Detection annotation entries
** BEGIN **
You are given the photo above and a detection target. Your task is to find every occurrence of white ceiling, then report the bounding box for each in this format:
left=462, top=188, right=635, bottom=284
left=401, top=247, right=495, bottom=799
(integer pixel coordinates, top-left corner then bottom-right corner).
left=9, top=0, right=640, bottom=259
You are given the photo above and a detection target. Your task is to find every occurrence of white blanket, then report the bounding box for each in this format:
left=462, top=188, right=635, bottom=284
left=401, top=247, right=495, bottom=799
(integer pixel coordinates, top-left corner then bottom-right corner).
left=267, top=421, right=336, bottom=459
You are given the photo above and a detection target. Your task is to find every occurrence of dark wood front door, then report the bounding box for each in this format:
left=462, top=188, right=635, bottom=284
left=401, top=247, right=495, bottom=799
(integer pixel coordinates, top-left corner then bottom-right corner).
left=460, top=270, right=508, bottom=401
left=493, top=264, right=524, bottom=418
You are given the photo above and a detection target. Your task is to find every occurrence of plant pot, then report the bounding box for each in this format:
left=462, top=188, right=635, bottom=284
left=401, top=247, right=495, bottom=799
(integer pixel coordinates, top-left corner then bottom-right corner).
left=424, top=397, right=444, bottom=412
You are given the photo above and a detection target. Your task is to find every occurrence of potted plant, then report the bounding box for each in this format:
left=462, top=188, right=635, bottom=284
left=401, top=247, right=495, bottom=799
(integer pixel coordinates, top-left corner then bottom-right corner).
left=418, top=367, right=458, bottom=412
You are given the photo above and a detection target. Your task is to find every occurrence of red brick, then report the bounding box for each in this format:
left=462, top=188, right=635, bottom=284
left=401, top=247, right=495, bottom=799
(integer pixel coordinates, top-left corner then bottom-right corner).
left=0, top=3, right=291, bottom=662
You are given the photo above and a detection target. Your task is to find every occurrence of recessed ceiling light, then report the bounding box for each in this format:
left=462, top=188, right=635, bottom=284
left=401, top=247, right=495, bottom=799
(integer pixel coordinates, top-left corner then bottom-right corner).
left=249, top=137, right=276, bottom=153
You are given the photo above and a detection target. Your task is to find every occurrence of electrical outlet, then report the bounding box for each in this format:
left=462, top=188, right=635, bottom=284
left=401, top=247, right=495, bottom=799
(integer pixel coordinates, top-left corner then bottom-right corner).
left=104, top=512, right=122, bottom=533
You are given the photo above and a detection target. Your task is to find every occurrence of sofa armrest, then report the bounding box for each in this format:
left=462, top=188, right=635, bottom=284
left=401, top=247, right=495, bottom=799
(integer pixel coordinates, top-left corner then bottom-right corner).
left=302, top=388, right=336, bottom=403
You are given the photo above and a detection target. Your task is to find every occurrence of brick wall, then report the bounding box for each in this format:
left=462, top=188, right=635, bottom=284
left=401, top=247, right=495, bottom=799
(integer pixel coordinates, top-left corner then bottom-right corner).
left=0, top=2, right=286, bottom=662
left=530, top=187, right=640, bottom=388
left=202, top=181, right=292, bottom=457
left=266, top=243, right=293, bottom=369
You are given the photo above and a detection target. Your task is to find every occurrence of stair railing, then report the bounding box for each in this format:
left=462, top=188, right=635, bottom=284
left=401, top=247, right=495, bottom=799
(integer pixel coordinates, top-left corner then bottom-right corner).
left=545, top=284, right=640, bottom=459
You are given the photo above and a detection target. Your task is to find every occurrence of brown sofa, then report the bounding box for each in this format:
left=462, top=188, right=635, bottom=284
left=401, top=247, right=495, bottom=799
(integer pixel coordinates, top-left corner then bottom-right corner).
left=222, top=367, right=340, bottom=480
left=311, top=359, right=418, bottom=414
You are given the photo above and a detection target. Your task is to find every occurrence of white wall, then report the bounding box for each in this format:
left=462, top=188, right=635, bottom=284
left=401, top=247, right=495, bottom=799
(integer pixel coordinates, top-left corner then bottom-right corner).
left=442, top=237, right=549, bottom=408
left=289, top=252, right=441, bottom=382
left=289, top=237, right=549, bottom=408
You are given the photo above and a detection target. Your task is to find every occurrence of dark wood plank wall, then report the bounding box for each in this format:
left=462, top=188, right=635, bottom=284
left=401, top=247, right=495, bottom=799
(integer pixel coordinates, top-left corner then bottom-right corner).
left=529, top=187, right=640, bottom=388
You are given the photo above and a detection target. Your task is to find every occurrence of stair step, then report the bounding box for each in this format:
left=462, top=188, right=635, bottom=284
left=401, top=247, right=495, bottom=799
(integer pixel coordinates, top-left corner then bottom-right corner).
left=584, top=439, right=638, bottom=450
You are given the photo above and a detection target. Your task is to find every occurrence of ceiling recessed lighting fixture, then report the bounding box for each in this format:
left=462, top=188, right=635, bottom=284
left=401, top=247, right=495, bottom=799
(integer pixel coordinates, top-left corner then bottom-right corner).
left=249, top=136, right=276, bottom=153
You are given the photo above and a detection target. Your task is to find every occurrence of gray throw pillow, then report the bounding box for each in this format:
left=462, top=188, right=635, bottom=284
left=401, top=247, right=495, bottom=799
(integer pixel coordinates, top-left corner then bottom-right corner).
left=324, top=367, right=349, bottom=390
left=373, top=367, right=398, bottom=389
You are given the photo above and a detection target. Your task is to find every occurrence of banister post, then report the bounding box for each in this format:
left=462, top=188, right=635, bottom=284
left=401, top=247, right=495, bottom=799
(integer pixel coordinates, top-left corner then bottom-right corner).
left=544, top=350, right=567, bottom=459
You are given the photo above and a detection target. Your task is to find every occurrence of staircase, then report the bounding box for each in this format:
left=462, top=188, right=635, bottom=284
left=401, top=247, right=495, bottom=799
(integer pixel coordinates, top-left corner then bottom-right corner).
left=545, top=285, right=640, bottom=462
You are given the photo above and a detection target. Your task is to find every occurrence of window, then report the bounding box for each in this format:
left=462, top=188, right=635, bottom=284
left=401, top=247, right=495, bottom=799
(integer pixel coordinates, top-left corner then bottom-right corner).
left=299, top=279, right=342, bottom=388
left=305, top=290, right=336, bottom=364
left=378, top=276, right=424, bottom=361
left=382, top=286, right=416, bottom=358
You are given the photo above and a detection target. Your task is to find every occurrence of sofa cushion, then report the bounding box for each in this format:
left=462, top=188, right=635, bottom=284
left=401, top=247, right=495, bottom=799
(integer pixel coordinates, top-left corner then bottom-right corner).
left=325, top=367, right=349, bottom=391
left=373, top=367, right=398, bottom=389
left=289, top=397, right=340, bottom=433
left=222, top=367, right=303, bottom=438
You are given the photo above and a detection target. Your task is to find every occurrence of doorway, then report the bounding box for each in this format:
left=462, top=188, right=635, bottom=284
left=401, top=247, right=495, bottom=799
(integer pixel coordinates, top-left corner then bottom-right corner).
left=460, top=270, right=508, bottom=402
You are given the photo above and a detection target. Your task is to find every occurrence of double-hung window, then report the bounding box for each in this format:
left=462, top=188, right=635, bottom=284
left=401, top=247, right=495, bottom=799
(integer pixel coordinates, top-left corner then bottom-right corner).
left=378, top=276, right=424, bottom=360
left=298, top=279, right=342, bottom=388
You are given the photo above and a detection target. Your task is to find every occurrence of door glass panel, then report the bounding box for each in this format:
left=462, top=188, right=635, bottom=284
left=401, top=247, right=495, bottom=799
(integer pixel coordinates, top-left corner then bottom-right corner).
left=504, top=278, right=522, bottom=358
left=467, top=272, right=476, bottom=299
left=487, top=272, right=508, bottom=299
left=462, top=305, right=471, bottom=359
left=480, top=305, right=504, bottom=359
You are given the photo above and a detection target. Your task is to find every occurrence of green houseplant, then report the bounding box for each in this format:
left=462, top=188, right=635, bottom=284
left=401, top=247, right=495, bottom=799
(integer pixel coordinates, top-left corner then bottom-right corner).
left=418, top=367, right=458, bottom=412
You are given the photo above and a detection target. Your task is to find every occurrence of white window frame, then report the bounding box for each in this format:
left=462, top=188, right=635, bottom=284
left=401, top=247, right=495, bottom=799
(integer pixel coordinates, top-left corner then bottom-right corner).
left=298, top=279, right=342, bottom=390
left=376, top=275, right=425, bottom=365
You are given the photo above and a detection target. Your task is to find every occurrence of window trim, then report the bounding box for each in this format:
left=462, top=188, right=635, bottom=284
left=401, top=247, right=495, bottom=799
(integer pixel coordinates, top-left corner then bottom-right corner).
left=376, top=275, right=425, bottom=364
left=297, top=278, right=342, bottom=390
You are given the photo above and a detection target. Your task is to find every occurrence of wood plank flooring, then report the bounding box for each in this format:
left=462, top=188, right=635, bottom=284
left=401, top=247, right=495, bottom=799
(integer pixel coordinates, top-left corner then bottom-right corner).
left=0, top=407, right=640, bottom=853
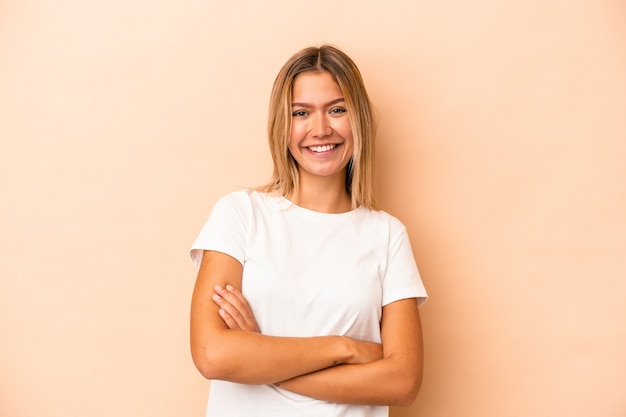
** END **
▸ **STATED EXERCISE**:
Reproduce the entries between the lines holding "sofa cushion, then" and "left=460, top=270, right=508, bottom=402", inclusive, substituting "enclosing rectangle" for "bounding box" and leaving everything else unchanged.

▸ **EXERCISE RESULT**:
You are given the photo above and a detection target. Your task is to find every occurrence of sofa cushion, then report the enclosing rectangle for each in this format:
left=462, top=188, right=635, bottom=284
left=401, top=247, right=495, bottom=799
(integer pixel coordinates, top-left corner then bottom-right corner).
left=325, top=367, right=349, bottom=391
left=373, top=367, right=398, bottom=389
left=289, top=397, right=340, bottom=433
left=222, top=367, right=303, bottom=438
You are given the photo above and a detection target. Your task is to find every occurrence of doorway, then report the enclosing rectangle for each in this format:
left=462, top=188, right=635, bottom=284
left=401, top=247, right=495, bottom=799
(integer pixel coordinates, top-left corner then bottom-right corner).
left=460, top=270, right=508, bottom=402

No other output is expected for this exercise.